━━━ Text provided ━━━

SUPERIOR COURT OF NEW JERSEY
APPELLATE DIVISION
DOCKET NO. A-6545-99T2
JOSEPH PENBARA,
Plaintiff-Appellant,
v.
JAMES STRACZYNSKI,
Defendant-Respondent.
________________________________________
Argued January 15, 2002 - Decided January 30,
2002
Before Judges Eichen, Lintner and Collester.
On appeal from the Superior Court of New
Jersey, Law Division, Special Civil Part,
Middlesex County, DC-001570-00.
Joseph Penbara, appellant pro se.
No brief was filed on behalf of respondent.
The opinion of the court was delivered by
EICHEN, J.A.D.
In this Special Civil Part appeal, transferred from the Small
Claims Section, plaintiff Joseph Penbara (the landlord), appearing
pro se, filed suit against defendant James Straczynski, (the
tenant) seeking a declaration that he was entitled to retain the
tenant's security deposit after the tenant vacated the leased
premises, and damages allegedly caused to the premises in excess of
the amount of the security deposit. The tenant filed a
counterclaim seeking return of the security deposit. The judge
granted a directed verdict in favor of the tenant at the close of
the landlord's case and dismissed the complaint, entering judgment
in favor of the tenant on his counterclaim in the sum of $1,200,
plus interest and costs, for a total judgment of $1,414. We
reverse.
The facts are derived from the landlord's "testimony."See footnote 11 Under
a written lease dated February 19, 1997, the landlord leased a
bungalow located in Old Bridge to defendant and his girlfriendSee footnote 22
commencing "March 1997" and ending "March 1998" at a monthly rental
of $800. The landlord received $1,200 as a security deposit. Six
months after the lease expired, the tenant executed another lease
for six months, commencing October 1, 1998 to March 31, 1999. When
that lease expired, the tenant remained in the premises until
August 31, 1999 as a month-to-month tenant. On that date, the
tenant vacated the premises without giving the landlord one month's
advance notice of his intention to vacate. Thereafter, the
landlord was unable to rent the bungalow until October 1999 and
allegedly lost one month's rent as a result of the tenant's failure
to give him notice.
The lease required all notices to be in writing and sent by
certified mail. The lease also required the tenant to pay the
water and sewage expenses. According to the landlord, the tenant
failed to pay the balance due on a "water bill" of $400 in
accordance with the lease. The landlord proffered the lease to
support his claim and a check marked "payment stopped" issued by
the tenant to show that the tenant acknowledged his obligation to
pay the utilities.

━━━ Recorded information ━━━

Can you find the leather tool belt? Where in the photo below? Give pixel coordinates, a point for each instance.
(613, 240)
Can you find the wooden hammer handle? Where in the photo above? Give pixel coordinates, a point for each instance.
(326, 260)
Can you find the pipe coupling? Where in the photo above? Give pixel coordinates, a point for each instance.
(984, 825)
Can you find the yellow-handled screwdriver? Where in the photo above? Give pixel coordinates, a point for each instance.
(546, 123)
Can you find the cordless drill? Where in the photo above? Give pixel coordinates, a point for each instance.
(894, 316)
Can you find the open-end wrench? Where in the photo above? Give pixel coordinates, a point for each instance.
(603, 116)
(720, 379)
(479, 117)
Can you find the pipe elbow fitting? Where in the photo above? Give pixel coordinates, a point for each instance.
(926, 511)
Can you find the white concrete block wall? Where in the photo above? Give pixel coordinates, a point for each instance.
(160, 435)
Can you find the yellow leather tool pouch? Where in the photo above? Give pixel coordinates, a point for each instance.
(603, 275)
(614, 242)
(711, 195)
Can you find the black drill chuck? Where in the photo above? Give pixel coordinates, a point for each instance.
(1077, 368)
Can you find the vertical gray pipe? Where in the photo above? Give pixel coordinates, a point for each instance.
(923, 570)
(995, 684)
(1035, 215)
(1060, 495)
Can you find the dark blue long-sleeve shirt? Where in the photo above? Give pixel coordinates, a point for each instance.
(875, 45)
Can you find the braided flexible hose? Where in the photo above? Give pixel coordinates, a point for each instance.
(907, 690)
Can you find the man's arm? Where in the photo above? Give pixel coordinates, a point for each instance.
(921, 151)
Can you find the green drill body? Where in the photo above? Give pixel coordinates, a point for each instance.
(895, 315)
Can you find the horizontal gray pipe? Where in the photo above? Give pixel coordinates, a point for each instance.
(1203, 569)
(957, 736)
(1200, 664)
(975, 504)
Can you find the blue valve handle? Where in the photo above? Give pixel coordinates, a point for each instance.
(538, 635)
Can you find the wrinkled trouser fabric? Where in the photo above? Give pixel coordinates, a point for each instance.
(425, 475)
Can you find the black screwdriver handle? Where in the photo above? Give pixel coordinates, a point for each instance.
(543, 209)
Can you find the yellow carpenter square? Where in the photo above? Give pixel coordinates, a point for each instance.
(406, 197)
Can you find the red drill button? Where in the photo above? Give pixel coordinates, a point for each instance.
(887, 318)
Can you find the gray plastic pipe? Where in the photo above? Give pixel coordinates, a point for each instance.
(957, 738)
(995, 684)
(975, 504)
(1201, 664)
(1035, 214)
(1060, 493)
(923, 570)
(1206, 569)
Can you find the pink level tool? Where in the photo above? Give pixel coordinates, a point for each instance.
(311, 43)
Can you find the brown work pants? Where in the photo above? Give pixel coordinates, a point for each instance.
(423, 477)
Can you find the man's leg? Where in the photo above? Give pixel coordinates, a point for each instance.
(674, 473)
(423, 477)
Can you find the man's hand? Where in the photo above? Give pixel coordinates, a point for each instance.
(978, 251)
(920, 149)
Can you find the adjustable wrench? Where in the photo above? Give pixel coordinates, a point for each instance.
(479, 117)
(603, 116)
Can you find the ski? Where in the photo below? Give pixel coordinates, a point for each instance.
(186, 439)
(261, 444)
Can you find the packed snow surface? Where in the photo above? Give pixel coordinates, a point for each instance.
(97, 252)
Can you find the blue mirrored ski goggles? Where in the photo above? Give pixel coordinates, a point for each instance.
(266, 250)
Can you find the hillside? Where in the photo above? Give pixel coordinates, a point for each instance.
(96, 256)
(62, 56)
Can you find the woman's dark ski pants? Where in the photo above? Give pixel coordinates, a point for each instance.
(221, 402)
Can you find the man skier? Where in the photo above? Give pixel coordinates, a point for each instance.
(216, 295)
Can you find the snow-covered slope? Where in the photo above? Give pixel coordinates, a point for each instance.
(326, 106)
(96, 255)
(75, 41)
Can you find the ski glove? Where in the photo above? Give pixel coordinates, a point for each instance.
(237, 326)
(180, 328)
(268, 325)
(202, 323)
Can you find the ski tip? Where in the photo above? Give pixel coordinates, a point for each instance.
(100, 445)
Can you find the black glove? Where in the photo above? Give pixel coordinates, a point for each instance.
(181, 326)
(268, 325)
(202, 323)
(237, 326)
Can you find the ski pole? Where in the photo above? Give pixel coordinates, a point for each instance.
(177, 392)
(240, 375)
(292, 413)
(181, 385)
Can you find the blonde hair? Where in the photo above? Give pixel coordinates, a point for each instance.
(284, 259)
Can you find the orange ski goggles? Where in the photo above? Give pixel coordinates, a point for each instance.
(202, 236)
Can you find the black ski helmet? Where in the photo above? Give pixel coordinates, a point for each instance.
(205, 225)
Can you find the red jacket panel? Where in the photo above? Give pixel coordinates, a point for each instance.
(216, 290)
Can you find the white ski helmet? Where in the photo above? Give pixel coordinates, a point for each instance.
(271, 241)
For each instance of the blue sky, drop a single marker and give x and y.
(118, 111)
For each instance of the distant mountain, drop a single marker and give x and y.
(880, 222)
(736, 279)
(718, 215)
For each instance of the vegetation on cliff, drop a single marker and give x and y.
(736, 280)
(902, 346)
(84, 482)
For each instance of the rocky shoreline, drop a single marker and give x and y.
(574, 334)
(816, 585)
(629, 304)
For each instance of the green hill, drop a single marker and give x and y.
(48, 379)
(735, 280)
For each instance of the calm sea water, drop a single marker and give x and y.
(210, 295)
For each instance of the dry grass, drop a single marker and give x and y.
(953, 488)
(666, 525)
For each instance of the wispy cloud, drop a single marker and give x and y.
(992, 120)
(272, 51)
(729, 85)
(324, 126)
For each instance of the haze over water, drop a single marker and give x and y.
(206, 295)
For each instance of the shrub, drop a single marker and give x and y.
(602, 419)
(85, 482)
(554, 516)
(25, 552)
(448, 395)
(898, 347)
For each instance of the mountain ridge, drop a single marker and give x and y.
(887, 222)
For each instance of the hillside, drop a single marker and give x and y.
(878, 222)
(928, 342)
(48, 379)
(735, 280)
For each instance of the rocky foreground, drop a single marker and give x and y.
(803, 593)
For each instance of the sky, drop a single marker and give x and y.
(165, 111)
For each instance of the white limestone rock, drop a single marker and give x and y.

━━━

Short problem: According to the court opinion, why did the landlord offer the check marked "payment stopped"? Answer in one to three sentences.

Solution for this task: The landlord offered the check, which the tenant had issued, to show that the tenant acknowledged his obligation to pay the utilities. This went with the landlord's claim that the tenant failed to pay the balance due on a $400 water bill as the lease required.